Task statement - Using the data below, restate exactly every line from the one with "Target: flame logo icon" up to and including the one with "Target: diamond-shaped cracker". No picture belongs in it.

━━━━━ Input data ━━━━━

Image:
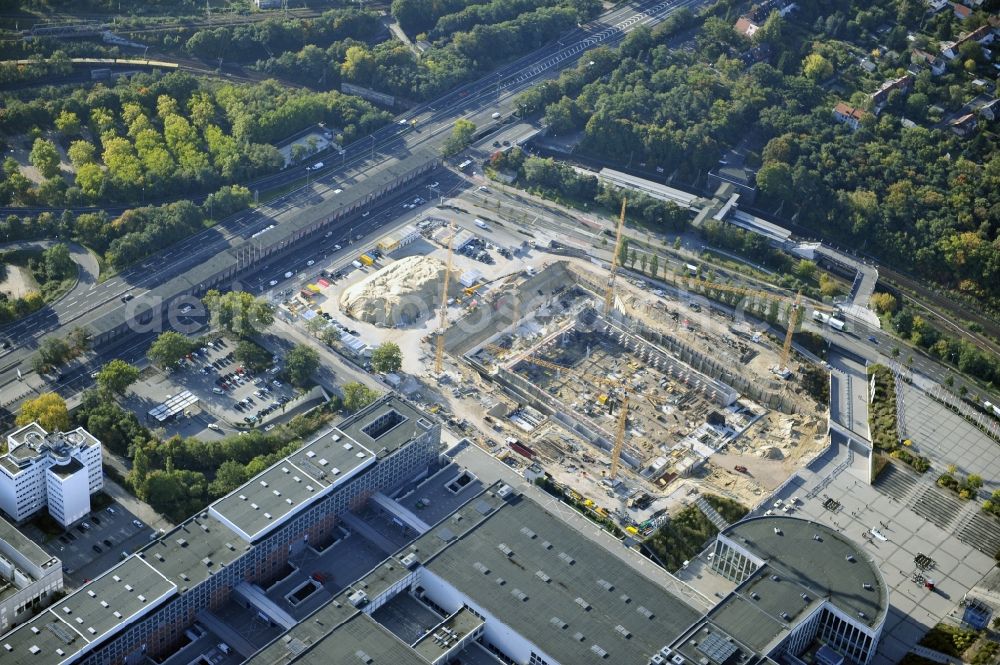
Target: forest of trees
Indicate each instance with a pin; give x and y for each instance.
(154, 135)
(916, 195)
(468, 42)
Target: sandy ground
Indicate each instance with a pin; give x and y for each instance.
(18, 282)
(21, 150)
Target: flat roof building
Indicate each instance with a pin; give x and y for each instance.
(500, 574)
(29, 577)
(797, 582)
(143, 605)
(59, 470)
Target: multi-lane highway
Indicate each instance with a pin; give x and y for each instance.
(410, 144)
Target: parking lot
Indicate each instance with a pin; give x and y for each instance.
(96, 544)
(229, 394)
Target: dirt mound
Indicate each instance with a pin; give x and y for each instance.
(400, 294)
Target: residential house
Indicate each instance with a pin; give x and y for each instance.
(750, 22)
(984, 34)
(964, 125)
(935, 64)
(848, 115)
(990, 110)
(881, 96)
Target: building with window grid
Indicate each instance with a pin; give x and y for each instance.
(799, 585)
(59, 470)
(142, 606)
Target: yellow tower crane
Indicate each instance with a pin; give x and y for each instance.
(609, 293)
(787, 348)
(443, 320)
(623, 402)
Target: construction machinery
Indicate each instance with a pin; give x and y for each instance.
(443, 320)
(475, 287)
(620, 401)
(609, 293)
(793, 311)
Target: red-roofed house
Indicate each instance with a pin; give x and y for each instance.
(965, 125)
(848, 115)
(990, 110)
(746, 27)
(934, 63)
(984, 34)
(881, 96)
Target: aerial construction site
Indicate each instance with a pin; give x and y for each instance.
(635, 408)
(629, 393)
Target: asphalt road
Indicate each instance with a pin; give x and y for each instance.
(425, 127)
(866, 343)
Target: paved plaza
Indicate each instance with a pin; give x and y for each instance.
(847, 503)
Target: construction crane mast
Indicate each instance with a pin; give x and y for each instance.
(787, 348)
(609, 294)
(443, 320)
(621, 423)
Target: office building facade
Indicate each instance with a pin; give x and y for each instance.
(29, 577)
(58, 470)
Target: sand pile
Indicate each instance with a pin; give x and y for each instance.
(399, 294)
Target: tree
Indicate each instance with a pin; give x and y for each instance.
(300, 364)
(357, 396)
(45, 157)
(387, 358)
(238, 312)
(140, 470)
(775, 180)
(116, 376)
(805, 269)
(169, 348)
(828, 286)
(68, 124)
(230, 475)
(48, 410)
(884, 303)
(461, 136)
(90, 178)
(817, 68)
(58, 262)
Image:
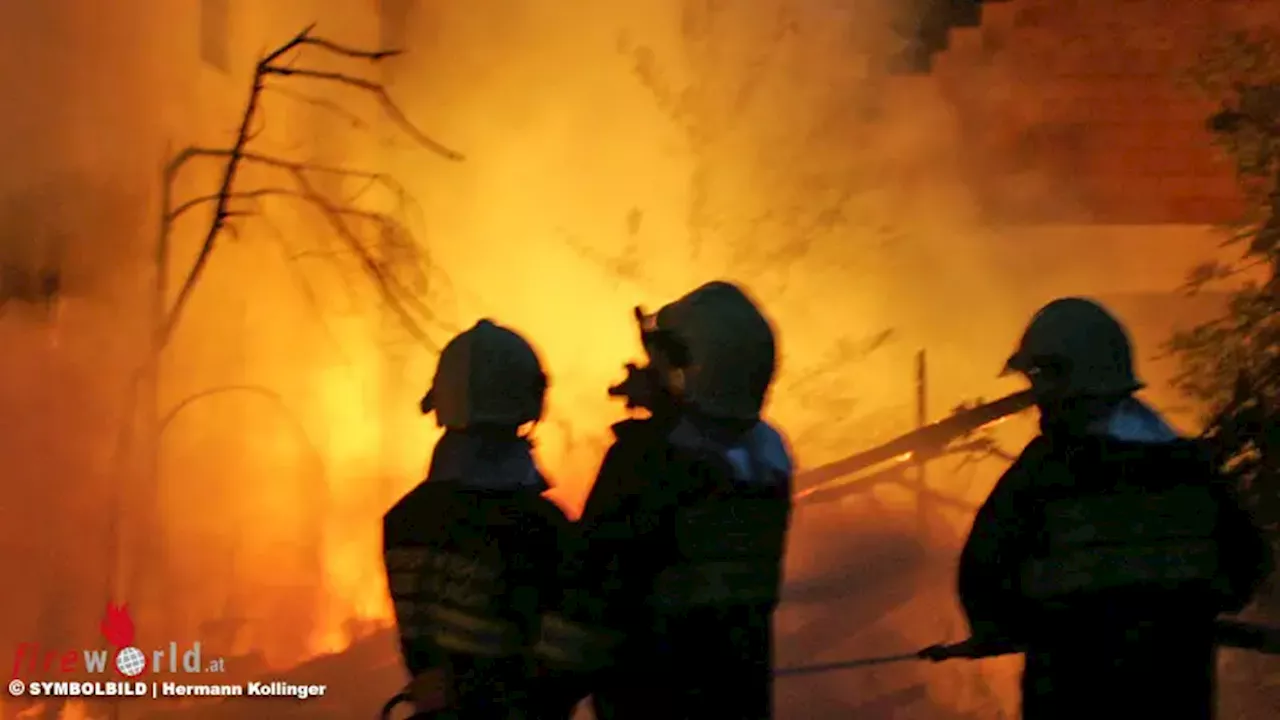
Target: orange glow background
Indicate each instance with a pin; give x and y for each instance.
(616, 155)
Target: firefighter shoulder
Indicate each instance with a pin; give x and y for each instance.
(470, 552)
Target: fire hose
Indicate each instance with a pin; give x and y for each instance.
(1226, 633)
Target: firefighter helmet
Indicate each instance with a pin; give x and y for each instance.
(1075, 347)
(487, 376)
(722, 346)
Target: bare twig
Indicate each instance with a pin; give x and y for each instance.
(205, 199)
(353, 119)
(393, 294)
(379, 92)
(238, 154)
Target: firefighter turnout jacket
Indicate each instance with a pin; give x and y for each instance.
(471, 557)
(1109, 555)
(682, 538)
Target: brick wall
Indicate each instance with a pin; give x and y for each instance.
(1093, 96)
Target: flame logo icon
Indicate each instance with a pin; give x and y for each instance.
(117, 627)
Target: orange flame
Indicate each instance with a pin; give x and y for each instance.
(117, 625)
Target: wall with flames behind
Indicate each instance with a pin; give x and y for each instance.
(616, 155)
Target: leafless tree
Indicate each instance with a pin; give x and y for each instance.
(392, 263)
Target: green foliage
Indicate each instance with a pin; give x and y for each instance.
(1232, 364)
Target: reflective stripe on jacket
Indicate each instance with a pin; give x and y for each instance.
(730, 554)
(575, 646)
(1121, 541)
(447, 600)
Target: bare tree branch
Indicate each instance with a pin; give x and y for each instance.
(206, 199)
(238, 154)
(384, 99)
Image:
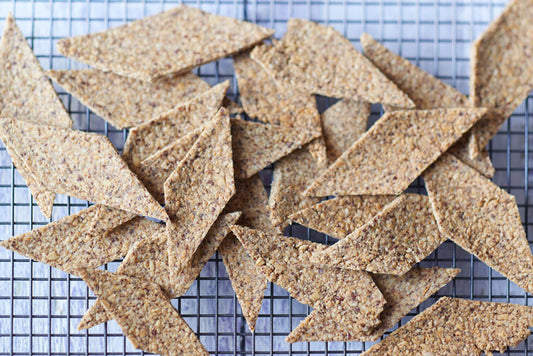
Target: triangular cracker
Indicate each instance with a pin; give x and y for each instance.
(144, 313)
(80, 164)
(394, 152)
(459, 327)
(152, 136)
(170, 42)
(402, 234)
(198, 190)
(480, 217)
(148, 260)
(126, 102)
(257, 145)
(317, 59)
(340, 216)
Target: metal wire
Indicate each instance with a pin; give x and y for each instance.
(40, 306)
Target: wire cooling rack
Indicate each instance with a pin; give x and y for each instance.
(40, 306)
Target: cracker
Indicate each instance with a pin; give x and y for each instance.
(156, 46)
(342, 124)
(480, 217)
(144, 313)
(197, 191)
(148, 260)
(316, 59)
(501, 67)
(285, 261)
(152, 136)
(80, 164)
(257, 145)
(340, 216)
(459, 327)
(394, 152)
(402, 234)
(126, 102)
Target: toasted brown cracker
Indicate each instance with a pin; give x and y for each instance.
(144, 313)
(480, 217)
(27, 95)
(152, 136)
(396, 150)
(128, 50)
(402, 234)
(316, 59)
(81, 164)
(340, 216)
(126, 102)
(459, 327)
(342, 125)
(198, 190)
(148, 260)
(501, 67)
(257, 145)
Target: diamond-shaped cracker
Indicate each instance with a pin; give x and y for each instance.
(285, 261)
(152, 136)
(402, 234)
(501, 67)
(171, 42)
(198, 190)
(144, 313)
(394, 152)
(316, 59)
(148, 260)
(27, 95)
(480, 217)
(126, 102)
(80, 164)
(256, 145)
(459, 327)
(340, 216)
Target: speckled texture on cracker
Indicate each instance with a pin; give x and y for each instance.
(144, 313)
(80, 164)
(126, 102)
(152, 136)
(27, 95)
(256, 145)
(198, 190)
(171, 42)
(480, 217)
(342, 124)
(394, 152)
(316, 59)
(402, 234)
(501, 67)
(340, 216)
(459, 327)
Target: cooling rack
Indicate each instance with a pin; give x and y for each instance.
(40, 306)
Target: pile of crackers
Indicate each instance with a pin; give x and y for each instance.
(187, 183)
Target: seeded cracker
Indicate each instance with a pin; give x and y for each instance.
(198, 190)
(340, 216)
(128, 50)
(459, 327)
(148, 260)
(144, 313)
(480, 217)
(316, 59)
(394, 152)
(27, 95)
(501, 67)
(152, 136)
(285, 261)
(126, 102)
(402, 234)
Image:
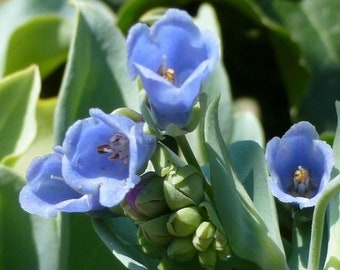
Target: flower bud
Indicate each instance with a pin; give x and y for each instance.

━━━━━

Task answer -
Target: flame logo icon
Indicate each instance with a pin; give x and y for each instance.
(117, 627)
Target: orange flame
Indicate each instance with a pin; give x and y for each instance.
(117, 625)
Target: wall with flames behind
Indicate each instance with a pin; give x and y for each instance.
(616, 155)
Target: leafless tree
Indicate each instance with a pin; give x and y for each instance.
(392, 263)
Target: green foliage
Indicate each instance with a pin; give x and y for each instance.
(1232, 364)
Target: reflective stripe on jacket
Indicate each instance with a pin; give x and y for each instance.
(730, 554)
(575, 646)
(1121, 541)
(447, 600)
Target: bare tree branch
Indicate each instance with a pin; give x and y for each instance.
(206, 199)
(238, 154)
(384, 99)
Image:
Target: triangular cracker
Indicate each instance with a pin; give x and y for each instance.
(144, 313)
(80, 164)
(394, 152)
(459, 327)
(152, 136)
(170, 42)
(402, 234)
(198, 190)
(480, 217)
(148, 260)
(126, 102)
(257, 145)
(317, 59)
(340, 216)
Target: metal wire
Indicate each instance with a pin; give x and y for each instance.
(40, 306)
Target: wire cooling rack
Indicate each instance with a pin; give x and y for each instance.
(40, 306)
Target: cracker
Indicate each instance with a pin; give x and y for each instance.
(156, 46)
(342, 124)
(480, 217)
(144, 313)
(197, 191)
(148, 260)
(316, 59)
(501, 67)
(285, 261)
(152, 136)
(80, 164)
(257, 145)
(340, 216)
(459, 327)
(394, 152)
(402, 234)
(126, 102)
Target: toasted brown cracker
Indicate each instance with a pin; give x and y for each instance.
(144, 313)
(480, 217)
(27, 95)
(152, 136)
(396, 150)
(128, 50)
(402, 234)
(316, 59)
(81, 164)
(340, 216)
(126, 102)
(459, 327)
(342, 125)
(198, 190)
(148, 260)
(501, 67)
(257, 145)
Target: diamond-shaped cracker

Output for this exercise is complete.